WHAT IS REQUIRED - Pick out and copy every line of the data below that contains the word "ruin". Case matters.

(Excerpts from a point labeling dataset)
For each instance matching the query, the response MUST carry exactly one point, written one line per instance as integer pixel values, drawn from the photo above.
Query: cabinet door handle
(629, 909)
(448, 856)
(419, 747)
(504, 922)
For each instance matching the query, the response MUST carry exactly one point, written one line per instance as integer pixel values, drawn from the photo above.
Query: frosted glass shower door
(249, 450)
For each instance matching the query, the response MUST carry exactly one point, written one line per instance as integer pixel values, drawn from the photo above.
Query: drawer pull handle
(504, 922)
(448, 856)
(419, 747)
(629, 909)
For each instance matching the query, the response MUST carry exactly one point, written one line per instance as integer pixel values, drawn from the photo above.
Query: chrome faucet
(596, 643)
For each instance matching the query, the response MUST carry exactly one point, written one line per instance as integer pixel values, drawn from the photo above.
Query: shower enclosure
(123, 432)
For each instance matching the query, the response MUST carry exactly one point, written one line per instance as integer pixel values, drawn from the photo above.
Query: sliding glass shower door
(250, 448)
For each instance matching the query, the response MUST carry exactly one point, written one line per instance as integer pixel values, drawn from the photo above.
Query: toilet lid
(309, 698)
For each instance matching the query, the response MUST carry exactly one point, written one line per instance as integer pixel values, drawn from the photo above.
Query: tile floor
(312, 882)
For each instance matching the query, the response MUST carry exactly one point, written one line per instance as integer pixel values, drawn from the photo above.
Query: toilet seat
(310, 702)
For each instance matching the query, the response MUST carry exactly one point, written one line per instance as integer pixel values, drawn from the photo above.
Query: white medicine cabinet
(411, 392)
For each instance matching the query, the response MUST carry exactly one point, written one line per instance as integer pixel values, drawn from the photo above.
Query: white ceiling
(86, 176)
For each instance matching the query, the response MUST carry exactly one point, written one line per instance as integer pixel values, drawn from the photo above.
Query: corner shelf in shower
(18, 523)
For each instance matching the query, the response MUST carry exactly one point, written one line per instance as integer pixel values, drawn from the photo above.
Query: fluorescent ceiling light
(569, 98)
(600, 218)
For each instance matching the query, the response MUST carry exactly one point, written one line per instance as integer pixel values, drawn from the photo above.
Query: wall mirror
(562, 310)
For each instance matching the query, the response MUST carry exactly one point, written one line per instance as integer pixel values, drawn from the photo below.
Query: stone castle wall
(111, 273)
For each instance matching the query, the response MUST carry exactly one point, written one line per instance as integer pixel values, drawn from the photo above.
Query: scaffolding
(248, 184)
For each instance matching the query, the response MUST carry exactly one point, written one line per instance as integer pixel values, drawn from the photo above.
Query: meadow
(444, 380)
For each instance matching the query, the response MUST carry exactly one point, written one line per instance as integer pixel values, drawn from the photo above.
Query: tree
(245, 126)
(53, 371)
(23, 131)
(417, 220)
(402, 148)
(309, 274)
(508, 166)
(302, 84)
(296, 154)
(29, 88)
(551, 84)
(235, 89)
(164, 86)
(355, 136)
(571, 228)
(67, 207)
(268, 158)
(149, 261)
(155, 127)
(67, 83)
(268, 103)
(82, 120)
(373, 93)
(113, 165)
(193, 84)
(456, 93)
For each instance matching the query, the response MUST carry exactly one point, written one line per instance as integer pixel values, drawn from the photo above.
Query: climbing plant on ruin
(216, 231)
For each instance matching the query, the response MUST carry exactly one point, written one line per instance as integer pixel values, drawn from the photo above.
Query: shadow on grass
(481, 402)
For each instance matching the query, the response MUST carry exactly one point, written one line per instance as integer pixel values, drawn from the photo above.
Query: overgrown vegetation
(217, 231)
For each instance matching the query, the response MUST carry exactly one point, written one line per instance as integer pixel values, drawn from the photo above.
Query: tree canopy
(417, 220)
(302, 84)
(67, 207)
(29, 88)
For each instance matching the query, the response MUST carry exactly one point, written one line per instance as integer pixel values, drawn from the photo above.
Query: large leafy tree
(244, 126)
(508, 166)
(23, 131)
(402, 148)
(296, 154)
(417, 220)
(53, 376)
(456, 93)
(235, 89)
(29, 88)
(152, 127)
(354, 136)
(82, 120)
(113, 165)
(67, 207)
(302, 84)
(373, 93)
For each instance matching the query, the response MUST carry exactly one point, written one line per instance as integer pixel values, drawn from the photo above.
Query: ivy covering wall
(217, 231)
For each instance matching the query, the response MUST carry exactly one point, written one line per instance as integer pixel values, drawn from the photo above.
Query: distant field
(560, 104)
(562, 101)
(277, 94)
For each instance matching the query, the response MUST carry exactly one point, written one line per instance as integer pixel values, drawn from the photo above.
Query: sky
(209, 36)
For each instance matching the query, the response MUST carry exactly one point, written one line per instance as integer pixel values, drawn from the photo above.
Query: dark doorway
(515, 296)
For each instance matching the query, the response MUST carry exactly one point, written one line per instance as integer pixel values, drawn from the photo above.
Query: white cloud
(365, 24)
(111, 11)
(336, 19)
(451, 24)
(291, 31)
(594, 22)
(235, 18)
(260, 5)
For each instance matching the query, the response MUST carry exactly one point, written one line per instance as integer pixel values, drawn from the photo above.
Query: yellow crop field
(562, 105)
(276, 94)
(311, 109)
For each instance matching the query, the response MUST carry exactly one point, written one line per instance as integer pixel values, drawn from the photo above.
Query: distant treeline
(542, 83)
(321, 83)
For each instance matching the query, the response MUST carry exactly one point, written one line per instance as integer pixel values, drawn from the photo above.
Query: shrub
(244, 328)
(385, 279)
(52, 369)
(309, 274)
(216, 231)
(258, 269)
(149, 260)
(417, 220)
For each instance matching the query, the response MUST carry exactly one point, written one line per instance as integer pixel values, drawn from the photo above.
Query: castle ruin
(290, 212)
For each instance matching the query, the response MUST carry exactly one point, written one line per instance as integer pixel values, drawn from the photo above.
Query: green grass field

FINAL ANSWER -
Query: climbing plant on ruin
Query: castle ruin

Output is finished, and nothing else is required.